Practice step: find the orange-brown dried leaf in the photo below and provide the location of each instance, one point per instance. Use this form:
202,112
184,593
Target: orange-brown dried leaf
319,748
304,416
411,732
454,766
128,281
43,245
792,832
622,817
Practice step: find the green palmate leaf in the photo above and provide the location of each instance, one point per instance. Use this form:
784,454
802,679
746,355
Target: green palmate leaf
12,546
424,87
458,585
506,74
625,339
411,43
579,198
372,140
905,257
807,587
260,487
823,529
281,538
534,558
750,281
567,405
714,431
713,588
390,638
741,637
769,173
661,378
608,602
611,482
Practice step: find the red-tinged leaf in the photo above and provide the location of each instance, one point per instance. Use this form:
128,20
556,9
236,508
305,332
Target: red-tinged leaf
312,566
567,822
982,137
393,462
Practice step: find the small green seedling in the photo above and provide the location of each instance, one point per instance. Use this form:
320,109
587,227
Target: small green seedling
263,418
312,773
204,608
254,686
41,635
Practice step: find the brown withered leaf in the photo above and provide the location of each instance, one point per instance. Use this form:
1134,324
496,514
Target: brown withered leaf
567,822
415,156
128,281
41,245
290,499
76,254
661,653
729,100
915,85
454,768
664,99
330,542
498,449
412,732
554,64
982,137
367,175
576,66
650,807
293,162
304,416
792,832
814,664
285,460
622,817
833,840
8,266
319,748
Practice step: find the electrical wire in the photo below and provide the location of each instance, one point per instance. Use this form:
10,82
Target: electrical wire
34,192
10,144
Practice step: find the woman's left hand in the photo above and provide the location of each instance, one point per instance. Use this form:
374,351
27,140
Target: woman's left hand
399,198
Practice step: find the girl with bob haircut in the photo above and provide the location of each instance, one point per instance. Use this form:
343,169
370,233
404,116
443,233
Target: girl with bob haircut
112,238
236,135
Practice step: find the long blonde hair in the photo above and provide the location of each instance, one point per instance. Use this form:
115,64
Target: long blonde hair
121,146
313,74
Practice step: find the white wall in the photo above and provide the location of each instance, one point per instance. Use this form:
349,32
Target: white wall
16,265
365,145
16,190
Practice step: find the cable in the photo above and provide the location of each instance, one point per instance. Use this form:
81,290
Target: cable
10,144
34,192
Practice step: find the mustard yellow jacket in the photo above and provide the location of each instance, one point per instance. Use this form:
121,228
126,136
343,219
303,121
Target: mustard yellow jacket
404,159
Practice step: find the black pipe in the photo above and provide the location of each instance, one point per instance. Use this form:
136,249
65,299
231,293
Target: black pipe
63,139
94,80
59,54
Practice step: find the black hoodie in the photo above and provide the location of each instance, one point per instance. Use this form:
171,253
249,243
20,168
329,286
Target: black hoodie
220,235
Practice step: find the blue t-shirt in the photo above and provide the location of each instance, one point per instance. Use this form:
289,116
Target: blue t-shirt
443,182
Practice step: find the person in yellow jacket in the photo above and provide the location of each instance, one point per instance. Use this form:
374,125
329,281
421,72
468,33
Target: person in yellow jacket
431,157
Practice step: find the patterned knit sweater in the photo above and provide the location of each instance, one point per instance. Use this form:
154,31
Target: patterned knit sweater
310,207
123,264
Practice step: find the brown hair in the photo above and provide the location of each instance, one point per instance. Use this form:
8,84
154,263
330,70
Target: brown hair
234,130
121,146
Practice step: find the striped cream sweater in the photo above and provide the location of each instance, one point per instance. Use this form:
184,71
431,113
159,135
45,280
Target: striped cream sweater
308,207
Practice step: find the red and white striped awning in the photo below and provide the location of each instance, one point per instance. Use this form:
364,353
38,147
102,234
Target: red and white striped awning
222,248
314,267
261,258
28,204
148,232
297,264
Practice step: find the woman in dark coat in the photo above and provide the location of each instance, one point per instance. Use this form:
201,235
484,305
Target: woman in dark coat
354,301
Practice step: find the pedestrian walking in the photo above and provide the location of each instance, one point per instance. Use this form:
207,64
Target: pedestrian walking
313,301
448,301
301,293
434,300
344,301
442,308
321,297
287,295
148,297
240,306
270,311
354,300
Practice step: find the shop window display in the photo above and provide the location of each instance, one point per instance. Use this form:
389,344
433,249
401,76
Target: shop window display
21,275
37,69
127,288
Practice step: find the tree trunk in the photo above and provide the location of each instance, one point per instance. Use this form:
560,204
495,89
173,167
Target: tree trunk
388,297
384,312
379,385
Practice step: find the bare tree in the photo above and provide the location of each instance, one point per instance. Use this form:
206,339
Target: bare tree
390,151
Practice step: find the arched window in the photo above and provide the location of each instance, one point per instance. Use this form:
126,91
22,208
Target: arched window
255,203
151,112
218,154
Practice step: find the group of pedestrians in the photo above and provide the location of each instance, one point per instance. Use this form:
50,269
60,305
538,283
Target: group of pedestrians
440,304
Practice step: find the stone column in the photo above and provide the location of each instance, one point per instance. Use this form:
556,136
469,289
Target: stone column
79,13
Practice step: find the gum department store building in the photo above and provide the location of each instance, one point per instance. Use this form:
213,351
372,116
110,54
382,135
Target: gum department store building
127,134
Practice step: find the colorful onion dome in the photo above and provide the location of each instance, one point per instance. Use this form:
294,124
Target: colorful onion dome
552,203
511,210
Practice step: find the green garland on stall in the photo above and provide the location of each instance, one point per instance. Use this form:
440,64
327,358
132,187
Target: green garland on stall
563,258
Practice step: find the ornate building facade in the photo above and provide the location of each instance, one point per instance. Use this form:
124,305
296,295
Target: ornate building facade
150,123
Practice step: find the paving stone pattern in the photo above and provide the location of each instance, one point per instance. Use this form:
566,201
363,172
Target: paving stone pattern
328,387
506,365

^^^^^^^^

Requirement: Could you reproduce every record exactly as it appears?

Answer to this exercise:
Practice step: find the orange-brown dried leaf in the photo below and provide the location of each instance, one point per instance. Use this form:
202,112
184,593
Target: orange-brown dried leaf
319,748
304,416
411,732
454,766
128,281
43,245
792,832
622,817
Practice step: find the green palmate leaf in the photo above and provide the location of each instance, one point per instance. Use this form:
784,454
802,679
746,355
Target: green palmate leaf
12,546
424,87
458,585
506,74
625,339
411,43
579,198
372,140
905,257
807,587
260,487
823,529
281,538
534,558
750,281
567,405
714,431
713,588
390,638
741,637
769,173
661,378
608,602
611,482
Practice step: find the red-tinged leaf in the photo above and provide the location of each instance, one point per instance. Use this form:
128,20
556,9
236,508
305,332
Target: red-tinged leaf
312,566
567,822
982,137
393,462
Practice step: find the small green seedling in the photo above and provide the location of each instance, one point per instance. Use this form:
320,109
587,227
Target: small green seedling
263,418
312,773
204,608
254,686
41,635
Practice step: find the brown withered leaf in the photo above and provide the location of each instance, one point per instance. Use this form:
1134,324
496,514
Target: brown withered leaf
567,822
415,156
128,281
41,245
290,499
76,254
661,653
729,100
915,85
454,768
664,99
330,542
498,449
412,732
554,64
982,137
367,175
576,66
650,807
293,162
304,416
792,832
814,664
285,460
622,817
833,840
8,266
319,748
Practice step: find the electrical wire in the photo below and provide the location of each instance, one point per instance. Use this form:
10,82
Target: electrical wire
34,192
10,144
Practice step: find the woman's left hand in the photo above and provide the location of each instance, one point per instance. Use this form:
374,351
27,140
Target: woman's left hand
399,198
Practice step: find the girl with bob haircut in the photo above and provide the location of each instance, one point per instance. Use this form:
343,169
370,233
404,116
443,233
Target: girl with bob haircut
112,238
236,135
Practice step: find the long blonde hair in the photo above and provide the location of each instance, one point per instance. Use this form:
115,64
Target: long blonde hair
121,146
313,74
Practice step: find the white wall in the photo above and provide the location of each instance, one point per instance. Use this form:
349,32
Target: white wall
16,265
365,145
16,190
Practice step: find the cable in the photo above and provide the location of each instance, one point per instance. Use this form:
81,290
Target: cable
10,144
34,192
Practice step: find the mustard yellow jacket in the photo above and provide the location of each instance, one point per instance. Use this form:
121,228
126,136
343,219
303,121
Target: mustard yellow jacket
404,159
Practice step: find the black pipe in the photo above and provide the location of each instance, one point per instance. Use this form:
136,249
65,299
231,293
Target: black pipe
63,139
94,80
59,54
Practice step: find the black hoodie in the photo above and provide the location of each instance, one point per instance. Use this form:
171,253
249,243
20,168
329,286
Target: black hoodie
220,235
Practice step: find the blue t-shirt in the photo above and provide the location of each instance, one point per instance. Use this form:
289,116
Target: blue t-shirt
443,182
Practice step: find the person in yellow jacket in the photo above and provide the location of each instance, one point per instance. Use this form:
374,125
329,281
421,72
468,33
Target: person in yellow jacket
431,157
Practice step: find the patterned knit sweater in the photo above and provide the location of each instance, one point per instance. Use this form:
154,31
Target: patterned knit sweater
310,207
123,264
Practice step: find the brown hair in the photo above and provide the location of each instance, one point per instance. Use this form:
8,84
154,263
330,70
Target: brown hair
234,130
121,146
Practice step: find the striped cream sweater in the photo above and provide the location of each instance, one point per instance. Use this form:
184,71
431,113
159,135
45,280
Target: striped cream sweater
308,207
Practice step: find the red and white striped awning in the photo below and provide the location of each instance, one point per instance. Use this form:
364,353
38,147
102,234
Target: red and white striped awning
222,248
314,267
261,258
28,204
148,232
297,264
Practice step: find the woman in dark coat in the photo above and provide the location of each instance, one point per instance. Use this form:
201,235
484,305
Target: woman in dark coat
354,301
Practice step: find the pedestrian walking in the photo above and provide the location of each instance, one point per instance. Use this form:
207,64
Target: pedestrian walking
313,301
448,301
301,293
434,300
344,301
442,308
321,297
287,295
148,297
240,306
270,311
354,300
Practice step: find the shop window display in the photo above and provide the location of each instance, one point per instance. Use this form:
389,344
433,249
401,76
Target: shop window display
21,275
37,69
127,288
Practice step: find the tree trunk in the photo above and provide the location of each instance, one point per instance. Use this form:
560,204
495,89
173,167
Target: tree trunk
388,297
384,312
379,385
Practice step: find the bare tree in the photo above and provide the location of each instance, one point per instance. Use this form:
206,339
Target: bare tree
390,151
Practice step: find the arched window in the photo above and provide the location of each instance, one point per instance. Use this form:
126,91
22,208
Target: arched window
255,203
151,112
218,154
Practice step: find the group of pedestrians in the photo above and provide the location of each instance, one point per instance. Use this form:
50,269
60,305
538,283
Target: group of pedestrians
440,304
Practice step: find the stone column in the photo above and provide the location of each instance, one point per instance. Use this form:
556,136
469,289
Target: stone column
79,13
Practice step: find the gum department store building in the photo above and provide the location of each instance, one point per instance. Use this form:
213,351
372,116
110,54
382,135
Target: gum department store building
127,134
Practice step: find the colorful onion dome in the photo above and provide the location of each instance, one point per instance. Use this form:
294,124
Target: colorful onion dome
552,203
511,210
Practice step: find the green garland on stall in the photo above and provide the location of each instance, one point per instance. Use this form:
440,64
327,358
132,187
Target: green garland on stall
563,258
Practice step: find the ornate building facade in the photo above and provide the location of each instance, one point per instance. Use this form:
124,305
296,295
Target: ornate building facade
150,123
Practice step: find the paving stone pattern in the photo above and provide the location of each instance, one point per instance. Use this form:
566,201
363,172
Target: paving stone pattern
328,387
506,365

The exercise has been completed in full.